## BEGIN SUPPLIED TEXT

Associate agrees that when appropriate, and upon written request of the Company,
as the case may be, Associate will acknowledge that Developments are "works for
hire" and will file for patents or copyrights with regard to any or all
Developments and will sign documentation necessary to evidence ownership of
Developments in the Company or the Parent, as the case may be.

## END SUPPLIED TEXT
## BEGIN INFORMATION SHOWN

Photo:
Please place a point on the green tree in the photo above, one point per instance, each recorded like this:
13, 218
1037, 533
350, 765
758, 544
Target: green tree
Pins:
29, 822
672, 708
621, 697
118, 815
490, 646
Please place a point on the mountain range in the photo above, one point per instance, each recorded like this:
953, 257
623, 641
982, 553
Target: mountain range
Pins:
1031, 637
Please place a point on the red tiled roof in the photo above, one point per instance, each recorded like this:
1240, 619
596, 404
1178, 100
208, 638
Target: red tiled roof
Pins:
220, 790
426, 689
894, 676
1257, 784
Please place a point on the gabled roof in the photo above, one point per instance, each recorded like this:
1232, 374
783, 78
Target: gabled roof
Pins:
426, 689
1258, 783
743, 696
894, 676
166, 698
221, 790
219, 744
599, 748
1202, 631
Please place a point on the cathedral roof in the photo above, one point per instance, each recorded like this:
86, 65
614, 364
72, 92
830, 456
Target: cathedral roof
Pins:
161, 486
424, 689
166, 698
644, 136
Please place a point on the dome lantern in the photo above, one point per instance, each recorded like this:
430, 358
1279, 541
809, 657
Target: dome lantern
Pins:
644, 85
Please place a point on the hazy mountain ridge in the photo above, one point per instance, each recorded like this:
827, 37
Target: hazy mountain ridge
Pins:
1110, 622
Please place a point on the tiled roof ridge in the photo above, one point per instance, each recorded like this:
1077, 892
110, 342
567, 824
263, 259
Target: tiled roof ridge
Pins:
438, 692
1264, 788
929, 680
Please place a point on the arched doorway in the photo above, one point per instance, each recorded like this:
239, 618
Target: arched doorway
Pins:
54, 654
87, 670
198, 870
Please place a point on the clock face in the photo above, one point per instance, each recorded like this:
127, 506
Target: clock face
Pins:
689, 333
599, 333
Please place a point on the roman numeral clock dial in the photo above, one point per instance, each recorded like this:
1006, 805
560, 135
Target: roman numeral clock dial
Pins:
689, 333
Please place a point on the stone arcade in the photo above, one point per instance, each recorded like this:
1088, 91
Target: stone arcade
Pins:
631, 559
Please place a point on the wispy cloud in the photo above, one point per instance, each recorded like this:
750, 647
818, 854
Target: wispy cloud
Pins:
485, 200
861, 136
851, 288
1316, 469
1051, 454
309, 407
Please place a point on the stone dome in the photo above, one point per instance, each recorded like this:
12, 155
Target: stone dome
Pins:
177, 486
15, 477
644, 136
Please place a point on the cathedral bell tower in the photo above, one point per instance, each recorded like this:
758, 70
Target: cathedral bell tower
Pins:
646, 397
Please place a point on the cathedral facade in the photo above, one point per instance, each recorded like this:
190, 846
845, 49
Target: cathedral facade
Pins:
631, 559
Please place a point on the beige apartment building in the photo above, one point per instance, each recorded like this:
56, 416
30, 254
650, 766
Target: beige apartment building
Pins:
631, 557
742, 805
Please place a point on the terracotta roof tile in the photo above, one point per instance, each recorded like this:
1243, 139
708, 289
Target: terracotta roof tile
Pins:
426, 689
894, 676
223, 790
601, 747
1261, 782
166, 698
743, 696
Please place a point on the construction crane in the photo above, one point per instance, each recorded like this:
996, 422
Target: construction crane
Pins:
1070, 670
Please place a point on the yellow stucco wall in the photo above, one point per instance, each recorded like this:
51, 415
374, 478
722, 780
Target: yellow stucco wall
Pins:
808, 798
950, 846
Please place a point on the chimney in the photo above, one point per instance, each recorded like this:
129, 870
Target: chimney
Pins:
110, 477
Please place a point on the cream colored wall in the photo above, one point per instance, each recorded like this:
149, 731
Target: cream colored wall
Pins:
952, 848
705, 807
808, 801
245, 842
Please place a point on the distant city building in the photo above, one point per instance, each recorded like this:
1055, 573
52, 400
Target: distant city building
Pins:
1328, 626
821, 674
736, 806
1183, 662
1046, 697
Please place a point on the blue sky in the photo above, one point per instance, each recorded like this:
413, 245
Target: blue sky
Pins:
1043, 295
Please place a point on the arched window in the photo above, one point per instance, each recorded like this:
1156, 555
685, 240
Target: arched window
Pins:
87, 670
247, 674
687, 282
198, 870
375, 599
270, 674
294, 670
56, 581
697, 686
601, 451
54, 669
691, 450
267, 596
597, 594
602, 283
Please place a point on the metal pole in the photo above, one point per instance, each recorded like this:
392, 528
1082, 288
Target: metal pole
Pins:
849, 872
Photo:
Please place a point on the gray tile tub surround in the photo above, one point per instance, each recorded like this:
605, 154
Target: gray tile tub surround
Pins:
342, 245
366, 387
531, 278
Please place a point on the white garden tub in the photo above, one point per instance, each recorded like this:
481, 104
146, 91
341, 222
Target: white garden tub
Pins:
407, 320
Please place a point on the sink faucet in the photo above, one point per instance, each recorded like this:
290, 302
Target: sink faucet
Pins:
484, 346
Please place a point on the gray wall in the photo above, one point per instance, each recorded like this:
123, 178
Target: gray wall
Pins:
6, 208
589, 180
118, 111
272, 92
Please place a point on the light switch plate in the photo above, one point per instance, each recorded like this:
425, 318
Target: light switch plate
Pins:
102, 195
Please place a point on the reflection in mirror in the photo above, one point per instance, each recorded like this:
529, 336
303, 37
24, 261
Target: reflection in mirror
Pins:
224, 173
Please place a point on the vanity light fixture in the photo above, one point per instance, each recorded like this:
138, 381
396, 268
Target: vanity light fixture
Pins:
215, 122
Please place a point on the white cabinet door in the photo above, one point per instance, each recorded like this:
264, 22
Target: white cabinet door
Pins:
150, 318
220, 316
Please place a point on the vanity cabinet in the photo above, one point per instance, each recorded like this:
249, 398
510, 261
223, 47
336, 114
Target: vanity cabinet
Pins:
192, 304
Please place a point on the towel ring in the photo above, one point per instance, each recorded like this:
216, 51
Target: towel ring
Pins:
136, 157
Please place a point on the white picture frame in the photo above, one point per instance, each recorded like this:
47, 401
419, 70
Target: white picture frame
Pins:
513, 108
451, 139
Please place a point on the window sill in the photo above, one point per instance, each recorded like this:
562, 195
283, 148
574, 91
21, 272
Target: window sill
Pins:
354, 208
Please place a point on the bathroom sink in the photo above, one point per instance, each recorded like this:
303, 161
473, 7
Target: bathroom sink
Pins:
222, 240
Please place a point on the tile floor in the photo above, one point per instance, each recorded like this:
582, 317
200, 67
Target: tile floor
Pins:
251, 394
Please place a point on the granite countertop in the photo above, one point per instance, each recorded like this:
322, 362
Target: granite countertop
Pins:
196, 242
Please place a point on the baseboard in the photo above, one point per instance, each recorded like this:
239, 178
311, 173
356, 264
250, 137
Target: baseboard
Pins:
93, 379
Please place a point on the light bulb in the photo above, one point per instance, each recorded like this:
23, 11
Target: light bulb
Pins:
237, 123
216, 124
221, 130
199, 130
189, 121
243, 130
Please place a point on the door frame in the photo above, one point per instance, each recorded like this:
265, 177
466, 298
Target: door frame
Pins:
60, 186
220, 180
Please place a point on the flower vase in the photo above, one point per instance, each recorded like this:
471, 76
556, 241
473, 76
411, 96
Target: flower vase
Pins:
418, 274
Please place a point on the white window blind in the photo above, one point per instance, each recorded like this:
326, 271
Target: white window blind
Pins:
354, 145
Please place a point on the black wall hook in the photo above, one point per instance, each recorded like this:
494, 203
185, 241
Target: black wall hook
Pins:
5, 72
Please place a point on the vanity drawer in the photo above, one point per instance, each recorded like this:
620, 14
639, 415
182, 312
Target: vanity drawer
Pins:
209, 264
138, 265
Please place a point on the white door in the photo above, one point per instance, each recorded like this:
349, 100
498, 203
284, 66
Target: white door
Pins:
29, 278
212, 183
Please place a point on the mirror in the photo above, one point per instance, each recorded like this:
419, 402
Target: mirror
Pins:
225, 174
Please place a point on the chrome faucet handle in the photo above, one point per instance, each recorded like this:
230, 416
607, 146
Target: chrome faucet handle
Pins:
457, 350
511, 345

## END INFORMATION SHOWN

■ REQUIRED TASK:
Copy the works-for-hire clause in full, word for word. These records were taken from a separate source.

■ CORRECT ANSWER:
Associate agrees that when appropriate, and upon written request of the Company,
as the case may be, Associate will acknowledge that Developments are "works for
hire" and will file for patents or copyrights with regard to any or all
Developments and will sign documentation necessary to evidence ownership of
Developments in the Company or the Parent, as the case may be.